## TO DO:
All of the lines below should be copied word for word.

=== Begin Enclosure ===

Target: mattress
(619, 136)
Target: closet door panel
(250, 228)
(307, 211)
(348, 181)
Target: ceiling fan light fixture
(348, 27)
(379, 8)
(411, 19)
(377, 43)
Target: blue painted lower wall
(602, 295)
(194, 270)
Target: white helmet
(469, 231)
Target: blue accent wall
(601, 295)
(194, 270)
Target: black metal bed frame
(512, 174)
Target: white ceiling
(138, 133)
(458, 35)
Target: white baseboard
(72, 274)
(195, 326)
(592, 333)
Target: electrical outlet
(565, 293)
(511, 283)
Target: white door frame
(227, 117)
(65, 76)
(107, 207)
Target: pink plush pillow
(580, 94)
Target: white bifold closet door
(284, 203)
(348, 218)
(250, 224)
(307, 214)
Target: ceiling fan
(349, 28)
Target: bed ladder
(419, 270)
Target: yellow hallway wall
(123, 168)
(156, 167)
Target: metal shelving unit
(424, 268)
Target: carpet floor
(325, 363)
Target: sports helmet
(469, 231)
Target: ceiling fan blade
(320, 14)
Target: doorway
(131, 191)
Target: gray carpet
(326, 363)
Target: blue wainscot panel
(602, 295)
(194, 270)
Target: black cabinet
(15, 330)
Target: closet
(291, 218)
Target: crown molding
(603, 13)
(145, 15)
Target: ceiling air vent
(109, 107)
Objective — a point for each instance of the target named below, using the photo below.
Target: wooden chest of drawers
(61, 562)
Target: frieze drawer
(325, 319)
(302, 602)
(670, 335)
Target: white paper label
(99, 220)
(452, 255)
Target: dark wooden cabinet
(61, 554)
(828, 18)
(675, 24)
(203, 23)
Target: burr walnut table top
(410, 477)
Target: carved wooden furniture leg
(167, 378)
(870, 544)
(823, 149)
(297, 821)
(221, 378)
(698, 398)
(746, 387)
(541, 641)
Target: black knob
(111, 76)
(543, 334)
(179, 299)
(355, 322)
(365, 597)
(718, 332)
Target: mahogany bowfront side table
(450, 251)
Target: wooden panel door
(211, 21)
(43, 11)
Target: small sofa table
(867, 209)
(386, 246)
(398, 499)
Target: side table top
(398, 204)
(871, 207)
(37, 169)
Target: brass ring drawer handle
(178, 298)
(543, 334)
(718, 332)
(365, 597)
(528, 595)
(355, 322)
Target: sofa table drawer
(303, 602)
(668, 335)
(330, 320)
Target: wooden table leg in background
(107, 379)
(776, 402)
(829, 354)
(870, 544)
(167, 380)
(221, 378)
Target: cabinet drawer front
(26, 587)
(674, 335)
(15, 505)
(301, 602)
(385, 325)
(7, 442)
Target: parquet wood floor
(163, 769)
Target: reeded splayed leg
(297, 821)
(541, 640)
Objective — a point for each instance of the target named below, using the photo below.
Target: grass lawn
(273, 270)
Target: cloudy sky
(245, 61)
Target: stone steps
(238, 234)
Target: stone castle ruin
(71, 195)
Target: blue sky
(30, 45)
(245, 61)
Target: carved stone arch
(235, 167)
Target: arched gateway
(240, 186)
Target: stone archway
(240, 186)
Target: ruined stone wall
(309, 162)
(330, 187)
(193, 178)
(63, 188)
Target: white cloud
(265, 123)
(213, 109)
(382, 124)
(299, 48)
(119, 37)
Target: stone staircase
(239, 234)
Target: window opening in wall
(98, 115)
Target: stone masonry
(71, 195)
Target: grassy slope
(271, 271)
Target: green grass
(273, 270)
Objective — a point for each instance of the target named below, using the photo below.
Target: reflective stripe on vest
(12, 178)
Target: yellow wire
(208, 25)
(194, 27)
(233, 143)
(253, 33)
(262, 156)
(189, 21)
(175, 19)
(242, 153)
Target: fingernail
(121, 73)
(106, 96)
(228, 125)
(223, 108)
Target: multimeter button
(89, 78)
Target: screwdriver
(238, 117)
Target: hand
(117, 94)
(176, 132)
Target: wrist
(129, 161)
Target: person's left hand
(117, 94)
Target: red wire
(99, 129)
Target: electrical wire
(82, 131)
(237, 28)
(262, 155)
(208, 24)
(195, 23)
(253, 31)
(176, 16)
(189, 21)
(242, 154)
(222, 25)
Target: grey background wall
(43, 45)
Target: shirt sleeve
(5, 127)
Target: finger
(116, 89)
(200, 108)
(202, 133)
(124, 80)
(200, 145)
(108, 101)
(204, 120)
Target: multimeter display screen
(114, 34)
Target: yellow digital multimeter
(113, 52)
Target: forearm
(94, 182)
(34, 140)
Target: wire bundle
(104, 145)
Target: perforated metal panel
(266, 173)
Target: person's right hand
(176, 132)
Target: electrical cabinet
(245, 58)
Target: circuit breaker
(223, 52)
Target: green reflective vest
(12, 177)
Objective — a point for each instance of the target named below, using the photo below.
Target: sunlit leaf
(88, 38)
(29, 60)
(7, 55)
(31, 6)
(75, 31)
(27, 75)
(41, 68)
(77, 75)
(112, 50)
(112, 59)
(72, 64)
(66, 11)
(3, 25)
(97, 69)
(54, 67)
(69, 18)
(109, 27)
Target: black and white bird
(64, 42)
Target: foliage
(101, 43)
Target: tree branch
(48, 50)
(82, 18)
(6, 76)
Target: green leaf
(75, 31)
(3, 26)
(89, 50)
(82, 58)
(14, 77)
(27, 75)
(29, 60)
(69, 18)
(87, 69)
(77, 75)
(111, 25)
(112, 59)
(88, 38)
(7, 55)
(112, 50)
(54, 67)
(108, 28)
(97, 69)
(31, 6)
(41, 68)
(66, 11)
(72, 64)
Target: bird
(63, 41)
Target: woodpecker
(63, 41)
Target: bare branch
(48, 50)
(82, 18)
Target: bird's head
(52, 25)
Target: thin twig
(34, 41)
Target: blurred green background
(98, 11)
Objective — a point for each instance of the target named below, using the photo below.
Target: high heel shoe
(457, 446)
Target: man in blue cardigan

=== End Enclosure ===

## TASK ANSWER:
Target: mattress
(619, 136)
Target: closet door panel
(250, 228)
(307, 211)
(348, 181)
Target: ceiling fan light fixture
(348, 27)
(379, 8)
(411, 19)
(377, 43)
Target: blue painted lower wall
(602, 295)
(194, 270)
Target: white helmet
(469, 231)
Target: blue accent wall
(601, 295)
(194, 270)
Target: black metal bed frame
(512, 174)
Target: white ceiling
(138, 133)
(458, 35)
Target: white baseboard
(72, 274)
(195, 326)
(592, 333)
Target: electrical outlet
(565, 293)
(511, 283)
Target: white door frame
(227, 117)
(65, 76)
(107, 207)
Target: pink plush pillow
(580, 94)
Target: white bifold closet door
(284, 203)
(348, 218)
(250, 224)
(307, 214)
Target: ceiling fan
(349, 28)
Target: bed ladder
(419, 270)
Target: yellow hallway wall
(123, 168)
(156, 167)
Target: metal shelving unit
(424, 268)
Target: carpet floor
(325, 363)
Target: sports helmet
(469, 231)
Target: ceiling fan blade
(320, 14)
Target: doorway
(131, 191)
Target: gray carpet
(326, 363)
Target: blue wainscot panel
(602, 295)
(194, 270)
Target: black cabinet
(15, 330)
Target: closet
(291, 218)
Target: crown molding
(603, 13)
(145, 15)
Target: ceiling air vent
(109, 107)
Objective — a point for each instance of the target named below, using the photo below.
Target: wooden chest of drawers
(61, 562)
Target: frieze drawer
(325, 319)
(302, 602)
(670, 335)
Target: white paper label
(99, 220)
(452, 255)
Target: dark wooden cabinet
(61, 554)
(828, 18)
(675, 24)
(203, 23)
Target: burr walnut table top
(410, 477)
Target: carved wooden furniture leg
(167, 378)
(870, 544)
(823, 149)
(297, 821)
(221, 378)
(698, 398)
(746, 387)
(541, 641)
Target: black knob
(111, 76)
(543, 334)
(179, 299)
(355, 322)
(365, 597)
(718, 332)
Target: mahogany bowfront side table
(450, 251)
Target: wooden panel door
(211, 21)
(43, 11)
Target: small sofa table
(867, 209)
(386, 246)
(398, 499)
Target: side table top
(398, 204)
(871, 207)
(37, 169)
Target: brass ring drawer handle
(178, 298)
(543, 334)
(718, 332)
(365, 597)
(528, 595)
(355, 322)
Target: sofa table drawer
(303, 602)
(668, 335)
(330, 320)
Target: wooden table leg in background
(107, 379)
(776, 402)
(829, 354)
(870, 544)
(167, 380)
(221, 378)
Target: cabinet drawer front
(26, 587)
(674, 335)
(15, 505)
(301, 602)
(385, 325)
(7, 442)
Target: parquet wood floor
(163, 769)
Target: reeded splayed leg
(297, 821)
(541, 640)
Objective — a point for each instance of the target named below, using the photo below.
Target: grass lawn
(273, 270)
Target: cloudy sky
(245, 61)
Target: stone steps
(238, 234)
Target: stone castle ruin
(71, 195)
Target: blue sky
(30, 45)
(245, 61)
Target: carved stone arch
(235, 167)
Target: arched gateway
(240, 186)
Target: stone archway
(240, 186)
Target: ruined stone wall
(309, 162)
(330, 187)
(193, 178)
(63, 188)
Target: white cloud
(265, 123)
(213, 109)
(382, 124)
(299, 48)
(119, 37)
Target: stone staircase
(239, 234)
Target: window opening in wall
(98, 115)
Target: stone masonry
(71, 195)
Target: grassy slope
(271, 271)
Target: green grass
(273, 270)
Objective — a point for each instance of the target named below, using the photo below.
Target: reflective stripe on vest
(12, 178)
Target: yellow wire
(208, 25)
(194, 27)
(233, 143)
(253, 33)
(262, 156)
(189, 21)
(175, 19)
(242, 153)
Target: fingernail
(121, 73)
(106, 96)
(228, 125)
(223, 108)
Target: multimeter button
(89, 78)
Target: screwdriver
(238, 117)
Target: hand
(117, 94)
(176, 132)
Target: wrist
(129, 161)
Target: person's left hand
(117, 94)
Target: red wire
(99, 129)
Target: electrical wire
(82, 131)
(237, 28)
(262, 155)
(208, 24)
(195, 23)
(253, 31)
(176, 16)
(189, 21)
(242, 154)
(222, 25)
Target: grey background wall
(43, 45)
Target: shirt sleeve
(5, 127)
Target: finger
(116, 89)
(200, 108)
(202, 133)
(124, 80)
(200, 145)
(108, 101)
(204, 120)
Target: multimeter display screen
(114, 34)
Target: yellow digital multimeter
(113, 52)
Target: forearm
(94, 182)
(34, 140)
Target: wire bundle
(104, 145)
Target: perforated metal panel
(266, 173)
Target: person's right hand
(176, 132)
Target: electrical cabinet
(245, 58)
Target: circuit breaker
(223, 52)
Target: green reflective vest
(12, 177)
Objective — a point for each instance of the target named below, using the photo below.
Target: sunlit leaf
(88, 38)
(29, 60)
(7, 55)
(31, 6)
(75, 31)
(27, 75)
(41, 68)
(77, 75)
(112, 50)
(112, 59)
(72, 64)
(66, 11)
(3, 25)
(97, 69)
(54, 67)
(69, 18)
(109, 27)
Target: black and white bird
(64, 42)
Target: foliage
(101, 43)
Target: tree branch
(48, 50)
(82, 18)
(6, 76)
Target: green leaf
(75, 31)
(3, 26)
(89, 50)
(82, 58)
(14, 77)
(27, 75)
(29, 60)
(69, 18)
(87, 69)
(77, 75)
(111, 25)
(112, 59)
(88, 38)
(7, 55)
(112, 50)
(54, 67)
(108, 28)
(97, 69)
(31, 6)
(41, 68)
(66, 11)
(72, 64)
Target: bird
(63, 41)
Target: woodpecker
(63, 41)
Target: bare branch
(48, 50)
(82, 18)
Target: bird's head
(52, 25)
Target: thin twig
(34, 41)
Target: blurred green background
(98, 11)
Objective — a point for each instance of the target named below, using the photo below.
Target: high heel shoe
(457, 446)
Target: man in blue cardigan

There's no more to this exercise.